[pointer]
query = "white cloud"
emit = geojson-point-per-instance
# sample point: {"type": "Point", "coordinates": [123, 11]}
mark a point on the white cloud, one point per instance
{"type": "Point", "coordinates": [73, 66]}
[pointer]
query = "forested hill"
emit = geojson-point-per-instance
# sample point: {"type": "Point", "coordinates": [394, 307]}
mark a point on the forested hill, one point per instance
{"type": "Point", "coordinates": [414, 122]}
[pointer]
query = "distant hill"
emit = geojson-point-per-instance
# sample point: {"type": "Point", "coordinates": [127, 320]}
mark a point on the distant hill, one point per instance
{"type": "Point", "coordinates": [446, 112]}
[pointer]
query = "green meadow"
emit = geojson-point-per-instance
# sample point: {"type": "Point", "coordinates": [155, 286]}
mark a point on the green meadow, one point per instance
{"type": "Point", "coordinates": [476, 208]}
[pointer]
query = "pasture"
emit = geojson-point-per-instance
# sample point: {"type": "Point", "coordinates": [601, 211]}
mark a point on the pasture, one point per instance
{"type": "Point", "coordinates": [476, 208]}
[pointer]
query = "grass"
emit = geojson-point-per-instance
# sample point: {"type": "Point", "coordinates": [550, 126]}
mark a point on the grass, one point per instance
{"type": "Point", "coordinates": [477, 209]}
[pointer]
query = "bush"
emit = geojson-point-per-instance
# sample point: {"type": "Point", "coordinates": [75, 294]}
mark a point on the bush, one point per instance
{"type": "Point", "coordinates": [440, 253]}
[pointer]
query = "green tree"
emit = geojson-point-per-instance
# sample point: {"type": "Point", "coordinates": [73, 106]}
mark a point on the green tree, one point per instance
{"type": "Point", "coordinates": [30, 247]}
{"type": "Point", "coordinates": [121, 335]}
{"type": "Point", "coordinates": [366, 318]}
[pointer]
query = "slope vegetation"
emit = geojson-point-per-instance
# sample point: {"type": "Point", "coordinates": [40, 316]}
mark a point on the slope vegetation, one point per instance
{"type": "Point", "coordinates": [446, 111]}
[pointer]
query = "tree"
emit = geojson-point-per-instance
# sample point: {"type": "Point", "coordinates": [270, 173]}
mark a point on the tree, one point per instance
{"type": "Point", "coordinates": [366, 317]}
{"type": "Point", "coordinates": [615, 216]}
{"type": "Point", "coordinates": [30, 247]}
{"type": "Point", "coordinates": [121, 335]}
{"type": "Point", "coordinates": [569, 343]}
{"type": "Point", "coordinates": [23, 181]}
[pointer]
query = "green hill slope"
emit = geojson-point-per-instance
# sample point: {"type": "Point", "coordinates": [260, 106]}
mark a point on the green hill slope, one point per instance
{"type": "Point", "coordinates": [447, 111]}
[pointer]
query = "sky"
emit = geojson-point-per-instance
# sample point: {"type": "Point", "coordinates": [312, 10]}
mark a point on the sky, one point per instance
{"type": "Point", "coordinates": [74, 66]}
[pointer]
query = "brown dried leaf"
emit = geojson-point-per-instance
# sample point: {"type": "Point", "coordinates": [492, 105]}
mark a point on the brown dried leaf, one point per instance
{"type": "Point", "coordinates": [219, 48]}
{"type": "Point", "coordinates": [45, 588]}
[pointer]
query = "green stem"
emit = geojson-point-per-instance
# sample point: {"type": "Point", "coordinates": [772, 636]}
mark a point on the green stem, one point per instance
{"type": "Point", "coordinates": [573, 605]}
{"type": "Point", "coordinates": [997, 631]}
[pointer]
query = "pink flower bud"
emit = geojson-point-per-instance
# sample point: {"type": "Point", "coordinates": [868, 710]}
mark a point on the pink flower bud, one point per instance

·····

SHORT EXERCISE - Repeat the data precisely, line by line.

SOLUTION TO THIS PROBLEM -
[pointer]
query = "white cloud"
emit = geojson-point-per-instance
# sample point: {"type": "Point", "coordinates": [123, 11]}
mark a point on the white cloud, one point per instance
{"type": "Point", "coordinates": [73, 66]}
[pointer]
query = "forested hill"
emit = geojson-point-per-instance
# sample point: {"type": "Point", "coordinates": [394, 307]}
mark a point on the forested hill, one point per instance
{"type": "Point", "coordinates": [414, 122]}
[pointer]
query = "distant hill"
emit = geojson-point-per-instance
# sample point: {"type": "Point", "coordinates": [127, 320]}
mark a point on the distant hill, one point per instance
{"type": "Point", "coordinates": [446, 112]}
[pointer]
query = "green meadow"
emit = geojson-point-per-instance
# sample point: {"type": "Point", "coordinates": [155, 286]}
mark a point on the green meadow, one point per instance
{"type": "Point", "coordinates": [476, 208]}
[pointer]
query = "pasture"
emit = geojson-point-per-instance
# sample point: {"type": "Point", "coordinates": [601, 211]}
mark a point on the pasture, one point per instance
{"type": "Point", "coordinates": [476, 208]}
[pointer]
query = "grass"
emit = geojson-point-per-instance
# sample point: {"type": "Point", "coordinates": [550, 126]}
mark a point on the grass, one point per instance
{"type": "Point", "coordinates": [477, 209]}
[pointer]
query = "bush"
emit = geojson-point-per-instance
# sample point: {"type": "Point", "coordinates": [75, 294]}
mark a point on the bush, one point per instance
{"type": "Point", "coordinates": [440, 253]}
[pointer]
query = "green tree"
emit = geojson-point-per-instance
# sample point: {"type": "Point", "coordinates": [73, 106]}
mark a point on the green tree, one point per instance
{"type": "Point", "coordinates": [30, 247]}
{"type": "Point", "coordinates": [121, 335]}
{"type": "Point", "coordinates": [366, 318]}
[pointer]
query = "slope vegetation"
emit = geojson-point-per-instance
# sample point: {"type": "Point", "coordinates": [40, 316]}
mark a point on the slope vegetation, one point per instance
{"type": "Point", "coordinates": [446, 111]}
[pointer]
query = "tree"
emit = geojson-point-per-instance
# sample point: {"type": "Point", "coordinates": [270, 173]}
mark a point on the tree, one point per instance
{"type": "Point", "coordinates": [366, 317]}
{"type": "Point", "coordinates": [615, 216]}
{"type": "Point", "coordinates": [30, 247]}
{"type": "Point", "coordinates": [121, 335]}
{"type": "Point", "coordinates": [569, 343]}
{"type": "Point", "coordinates": [23, 181]}
[pointer]
query = "green hill slope"
emit = geojson-point-per-instance
# sample point: {"type": "Point", "coordinates": [260, 106]}
mark a point on the green hill slope, one point per instance
{"type": "Point", "coordinates": [447, 111]}
[pointer]
query = "sky"
emit = geojson-point-per-instance
# sample point: {"type": "Point", "coordinates": [312, 10]}
mark a point on the sky, one point per instance
{"type": "Point", "coordinates": [74, 66]}
[pointer]
query = "brown dried leaf"
emit = geojson-point-per-instance
# sample point: {"type": "Point", "coordinates": [492, 105]}
mark a point on the brown dried leaf, one point per instance
{"type": "Point", "coordinates": [219, 48]}
{"type": "Point", "coordinates": [45, 588]}
[pointer]
query = "green stem"
emit = geojson-point-per-instance
# sample point: {"type": "Point", "coordinates": [772, 636]}
mark a point on the green stem, one point per instance
{"type": "Point", "coordinates": [573, 605]}
{"type": "Point", "coordinates": [997, 631]}
[pointer]
query = "pink flower bud"
emit = geojson-point-per-instance
# sample point: {"type": "Point", "coordinates": [868, 710]}
mark a point on the pink flower bud, one point per instance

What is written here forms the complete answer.